* START Materials provided *

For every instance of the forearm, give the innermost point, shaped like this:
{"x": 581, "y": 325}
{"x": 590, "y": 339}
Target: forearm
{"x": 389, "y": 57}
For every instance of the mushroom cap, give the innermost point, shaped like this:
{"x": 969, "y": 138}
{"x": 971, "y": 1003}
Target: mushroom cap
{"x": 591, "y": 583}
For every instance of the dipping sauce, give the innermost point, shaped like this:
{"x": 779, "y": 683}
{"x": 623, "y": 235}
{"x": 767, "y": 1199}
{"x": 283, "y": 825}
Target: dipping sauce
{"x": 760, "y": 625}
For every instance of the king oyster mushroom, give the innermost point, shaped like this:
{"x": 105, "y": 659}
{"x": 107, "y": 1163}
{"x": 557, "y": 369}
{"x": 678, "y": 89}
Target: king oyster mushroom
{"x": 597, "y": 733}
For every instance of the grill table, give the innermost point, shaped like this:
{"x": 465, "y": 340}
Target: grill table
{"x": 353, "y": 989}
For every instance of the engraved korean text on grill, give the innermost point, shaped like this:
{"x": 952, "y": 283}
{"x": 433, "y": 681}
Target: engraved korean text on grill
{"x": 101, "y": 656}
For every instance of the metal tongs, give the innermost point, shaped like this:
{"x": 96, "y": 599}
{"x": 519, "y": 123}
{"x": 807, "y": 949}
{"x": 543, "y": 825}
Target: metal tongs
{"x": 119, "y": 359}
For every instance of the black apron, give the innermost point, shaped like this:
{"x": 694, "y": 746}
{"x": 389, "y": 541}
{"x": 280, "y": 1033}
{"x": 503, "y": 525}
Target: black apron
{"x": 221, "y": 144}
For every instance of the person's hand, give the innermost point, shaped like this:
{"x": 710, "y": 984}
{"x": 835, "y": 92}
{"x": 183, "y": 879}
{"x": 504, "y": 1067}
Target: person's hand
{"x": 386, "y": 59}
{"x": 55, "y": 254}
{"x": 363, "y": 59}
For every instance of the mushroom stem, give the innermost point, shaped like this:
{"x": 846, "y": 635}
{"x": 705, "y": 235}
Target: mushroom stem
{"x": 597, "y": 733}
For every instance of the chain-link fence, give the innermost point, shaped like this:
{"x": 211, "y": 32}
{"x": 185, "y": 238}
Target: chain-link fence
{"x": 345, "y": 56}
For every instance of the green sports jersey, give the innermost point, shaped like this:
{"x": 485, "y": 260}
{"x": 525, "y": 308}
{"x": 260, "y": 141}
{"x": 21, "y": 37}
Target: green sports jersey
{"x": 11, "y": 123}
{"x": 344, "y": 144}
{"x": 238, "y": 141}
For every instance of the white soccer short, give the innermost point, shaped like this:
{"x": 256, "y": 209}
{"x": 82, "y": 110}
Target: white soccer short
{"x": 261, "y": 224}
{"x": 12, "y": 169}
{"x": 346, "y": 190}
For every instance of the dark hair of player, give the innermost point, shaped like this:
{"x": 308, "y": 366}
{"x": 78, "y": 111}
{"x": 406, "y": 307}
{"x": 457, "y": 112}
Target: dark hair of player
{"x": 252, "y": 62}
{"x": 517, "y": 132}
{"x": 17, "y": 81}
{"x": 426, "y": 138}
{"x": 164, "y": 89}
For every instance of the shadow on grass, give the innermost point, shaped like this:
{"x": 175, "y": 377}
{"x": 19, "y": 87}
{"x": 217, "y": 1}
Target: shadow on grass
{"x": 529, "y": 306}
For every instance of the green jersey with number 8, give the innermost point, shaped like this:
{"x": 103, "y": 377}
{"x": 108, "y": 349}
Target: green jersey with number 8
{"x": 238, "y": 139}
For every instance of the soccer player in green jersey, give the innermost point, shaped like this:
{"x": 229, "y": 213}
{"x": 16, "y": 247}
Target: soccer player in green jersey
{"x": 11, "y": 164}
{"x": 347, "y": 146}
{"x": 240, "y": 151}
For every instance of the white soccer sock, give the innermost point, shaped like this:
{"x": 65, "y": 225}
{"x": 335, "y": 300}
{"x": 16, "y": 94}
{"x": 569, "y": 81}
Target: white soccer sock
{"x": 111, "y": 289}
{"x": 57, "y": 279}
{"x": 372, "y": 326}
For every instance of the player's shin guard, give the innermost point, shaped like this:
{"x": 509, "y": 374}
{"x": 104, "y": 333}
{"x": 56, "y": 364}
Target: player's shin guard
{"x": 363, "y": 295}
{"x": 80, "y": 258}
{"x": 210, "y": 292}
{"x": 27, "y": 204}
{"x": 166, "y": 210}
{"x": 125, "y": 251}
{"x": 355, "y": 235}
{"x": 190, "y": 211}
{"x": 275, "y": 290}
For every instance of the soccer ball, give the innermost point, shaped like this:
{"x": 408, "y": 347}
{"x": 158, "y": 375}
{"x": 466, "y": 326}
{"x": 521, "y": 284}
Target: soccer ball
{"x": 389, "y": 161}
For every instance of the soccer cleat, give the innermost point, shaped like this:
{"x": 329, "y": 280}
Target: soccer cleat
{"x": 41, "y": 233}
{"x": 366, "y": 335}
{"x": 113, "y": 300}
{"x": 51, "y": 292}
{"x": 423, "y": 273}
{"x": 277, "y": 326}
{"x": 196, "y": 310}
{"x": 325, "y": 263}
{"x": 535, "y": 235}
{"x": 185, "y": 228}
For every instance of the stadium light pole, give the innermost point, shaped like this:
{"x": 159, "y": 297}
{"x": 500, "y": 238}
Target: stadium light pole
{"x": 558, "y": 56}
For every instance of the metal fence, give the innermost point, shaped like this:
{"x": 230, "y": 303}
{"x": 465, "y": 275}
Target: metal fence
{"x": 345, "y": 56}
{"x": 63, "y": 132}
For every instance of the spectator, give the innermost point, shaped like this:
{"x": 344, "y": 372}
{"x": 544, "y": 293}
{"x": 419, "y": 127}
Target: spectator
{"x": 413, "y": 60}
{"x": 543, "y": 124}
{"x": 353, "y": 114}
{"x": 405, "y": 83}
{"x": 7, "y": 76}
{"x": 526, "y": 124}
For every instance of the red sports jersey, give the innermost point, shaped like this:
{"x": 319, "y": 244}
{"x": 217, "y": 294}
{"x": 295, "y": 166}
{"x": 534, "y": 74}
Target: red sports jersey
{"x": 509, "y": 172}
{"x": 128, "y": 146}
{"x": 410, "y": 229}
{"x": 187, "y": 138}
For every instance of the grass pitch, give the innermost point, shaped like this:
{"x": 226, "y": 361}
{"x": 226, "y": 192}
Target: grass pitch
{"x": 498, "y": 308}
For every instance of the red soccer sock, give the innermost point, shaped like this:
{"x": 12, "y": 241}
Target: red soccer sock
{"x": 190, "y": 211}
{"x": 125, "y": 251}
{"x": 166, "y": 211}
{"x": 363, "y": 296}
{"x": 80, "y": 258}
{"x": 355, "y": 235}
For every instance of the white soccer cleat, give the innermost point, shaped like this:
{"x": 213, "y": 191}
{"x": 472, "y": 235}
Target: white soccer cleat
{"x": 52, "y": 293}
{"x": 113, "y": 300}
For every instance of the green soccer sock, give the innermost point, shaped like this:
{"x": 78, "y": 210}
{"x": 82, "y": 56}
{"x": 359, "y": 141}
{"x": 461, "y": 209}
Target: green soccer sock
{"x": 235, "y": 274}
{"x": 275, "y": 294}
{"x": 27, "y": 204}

* END Materials provided *

Goal of the exercise:
Extract all of the material exactly as it is written.

Output:
For every instance of the forearm, give the innermost point, shaped like this:
{"x": 581, "y": 325}
{"x": 590, "y": 339}
Target: forearm
{"x": 389, "y": 57}
For every instance of the mushroom cap, give the innermost point, shaped like this:
{"x": 969, "y": 138}
{"x": 971, "y": 1003}
Target: mushroom cap
{"x": 591, "y": 583}
For every instance of the dipping sauce, give the innermost point, shaped like this:
{"x": 779, "y": 683}
{"x": 623, "y": 235}
{"x": 767, "y": 1199}
{"x": 283, "y": 825}
Target: dipping sauce
{"x": 760, "y": 625}
For every instance of the king oyster mushroom, give the innermost point, shaped like this:
{"x": 105, "y": 659}
{"x": 107, "y": 1163}
{"x": 557, "y": 369}
{"x": 678, "y": 89}
Target: king oyster mushroom
{"x": 597, "y": 733}
For every instance of the grill table, give the innermost point, shaped like this:
{"x": 465, "y": 340}
Target: grill table
{"x": 353, "y": 989}
For every instance of the engraved korean text on grill, give the innermost point, shaped like this:
{"x": 952, "y": 283}
{"x": 433, "y": 681}
Target: engraved korean text on grill
{"x": 101, "y": 656}
For every instance of the metal tongs, give the innermost point, shaped like this:
{"x": 96, "y": 599}
{"x": 519, "y": 123}
{"x": 807, "y": 949}
{"x": 543, "y": 825}
Target: metal tongs
{"x": 119, "y": 359}
For every instance of the black apron, give the innermost point, shaped like this:
{"x": 694, "y": 746}
{"x": 389, "y": 541}
{"x": 280, "y": 1033}
{"x": 503, "y": 525}
Target: black apron
{"x": 221, "y": 144}
For every instance of the person's hand, give the innermost point, shaped like this:
{"x": 710, "y": 984}
{"x": 835, "y": 92}
{"x": 183, "y": 879}
{"x": 504, "y": 1067}
Target: person's hand
{"x": 386, "y": 59}
{"x": 55, "y": 254}
{"x": 363, "y": 59}
For every instance of the mushroom stem, give the innermost point, shaped like this:
{"x": 846, "y": 635}
{"x": 705, "y": 235}
Target: mushroom stem
{"x": 597, "y": 733}
For every instance of the chain-link fence, give the innermost point, shaped like this:
{"x": 211, "y": 32}
{"x": 185, "y": 238}
Target: chain-link fence
{"x": 345, "y": 56}
For every instance of the green sports jersey, give the innermost point, shaped like this:
{"x": 485, "y": 260}
{"x": 525, "y": 308}
{"x": 260, "y": 141}
{"x": 21, "y": 37}
Target: green sports jersey
{"x": 11, "y": 123}
{"x": 344, "y": 144}
{"x": 238, "y": 141}
For every instance of the white soccer short, give the innermost point, shaped like this:
{"x": 256, "y": 209}
{"x": 82, "y": 110}
Target: white soccer short
{"x": 261, "y": 224}
{"x": 12, "y": 169}
{"x": 346, "y": 190}
For every instance of the dark hair of player, give the innermost point, shaped like this:
{"x": 308, "y": 366}
{"x": 78, "y": 111}
{"x": 406, "y": 307}
{"x": 457, "y": 112}
Target: dark hair of player
{"x": 252, "y": 62}
{"x": 517, "y": 132}
{"x": 17, "y": 81}
{"x": 426, "y": 138}
{"x": 164, "y": 89}
For every instance of the shadow on grass, give the innermost point, shaped like this:
{"x": 175, "y": 377}
{"x": 19, "y": 87}
{"x": 217, "y": 1}
Target: shadow on grass
{"x": 529, "y": 306}
For every instance of the green jersey with number 8, give the innermost point, shaped like this:
{"x": 103, "y": 377}
{"x": 108, "y": 349}
Target: green jersey with number 8
{"x": 238, "y": 139}
For every instance of the soccer player in green jersey, give the innermost point, shaped like this:
{"x": 229, "y": 213}
{"x": 16, "y": 247}
Target: soccer player in green jersey
{"x": 11, "y": 164}
{"x": 347, "y": 146}
{"x": 240, "y": 151}
For every instance of the white soccer sock, give the innermost point, shaped like this:
{"x": 65, "y": 225}
{"x": 335, "y": 300}
{"x": 16, "y": 94}
{"x": 569, "y": 81}
Target: white soccer sock
{"x": 111, "y": 289}
{"x": 57, "y": 279}
{"x": 372, "y": 326}
For every instance of the player's shin guard, give the innermost point, shaped like this:
{"x": 509, "y": 374}
{"x": 104, "y": 333}
{"x": 56, "y": 364}
Target: player's shin guard
{"x": 363, "y": 295}
{"x": 80, "y": 258}
{"x": 210, "y": 292}
{"x": 27, "y": 204}
{"x": 166, "y": 210}
{"x": 125, "y": 251}
{"x": 355, "y": 235}
{"x": 190, "y": 211}
{"x": 275, "y": 290}
For every instance of the soccer ball, give the innermost point, shaped like this:
{"x": 408, "y": 347}
{"x": 158, "y": 375}
{"x": 466, "y": 326}
{"x": 521, "y": 284}
Target: soccer ball
{"x": 389, "y": 161}
For every instance of the soccer cleat, give the innermost point, shaped like this:
{"x": 329, "y": 280}
Target: soccer cleat
{"x": 41, "y": 233}
{"x": 366, "y": 335}
{"x": 113, "y": 300}
{"x": 51, "y": 292}
{"x": 423, "y": 273}
{"x": 277, "y": 326}
{"x": 196, "y": 310}
{"x": 325, "y": 263}
{"x": 535, "y": 235}
{"x": 185, "y": 228}
For every instance of the stadium light pole, give the innermost point, shaped like this:
{"x": 159, "y": 297}
{"x": 500, "y": 238}
Target: stadium light pole
{"x": 558, "y": 56}
For every instance of the metal fence, give the innermost point, shaped like this:
{"x": 230, "y": 303}
{"x": 465, "y": 275}
Target: metal fence
{"x": 345, "y": 56}
{"x": 63, "y": 132}
For every instance of the spectator, give the innermost point, shaped like this:
{"x": 344, "y": 372}
{"x": 544, "y": 293}
{"x": 419, "y": 127}
Target: spectator
{"x": 413, "y": 60}
{"x": 543, "y": 124}
{"x": 353, "y": 114}
{"x": 405, "y": 83}
{"x": 7, "y": 76}
{"x": 526, "y": 124}
For every instance of the red sports jersey, give the innermost point, shaped like this:
{"x": 319, "y": 244}
{"x": 217, "y": 294}
{"x": 295, "y": 166}
{"x": 534, "y": 74}
Target: red sports jersey
{"x": 509, "y": 172}
{"x": 128, "y": 146}
{"x": 410, "y": 229}
{"x": 187, "y": 138}
For every instance of the grass pitch, give the innermost point, shaped like this:
{"x": 226, "y": 361}
{"x": 226, "y": 192}
Target: grass pitch
{"x": 498, "y": 308}
For every instance of the red soccer sock, give the innermost point, shaped like this:
{"x": 12, "y": 241}
Target: red soccer sock
{"x": 190, "y": 211}
{"x": 125, "y": 251}
{"x": 166, "y": 211}
{"x": 363, "y": 296}
{"x": 80, "y": 258}
{"x": 355, "y": 235}
For every instance of the white soccer cleat, give the innermost point, shaped like this:
{"x": 213, "y": 191}
{"x": 472, "y": 235}
Target: white soccer cleat
{"x": 52, "y": 293}
{"x": 113, "y": 300}
For every instance of the green soccer sock, give the innermost point, shaped like this:
{"x": 78, "y": 210}
{"x": 82, "y": 56}
{"x": 359, "y": 141}
{"x": 461, "y": 209}
Target: green soccer sock
{"x": 235, "y": 274}
{"x": 275, "y": 294}
{"x": 27, "y": 204}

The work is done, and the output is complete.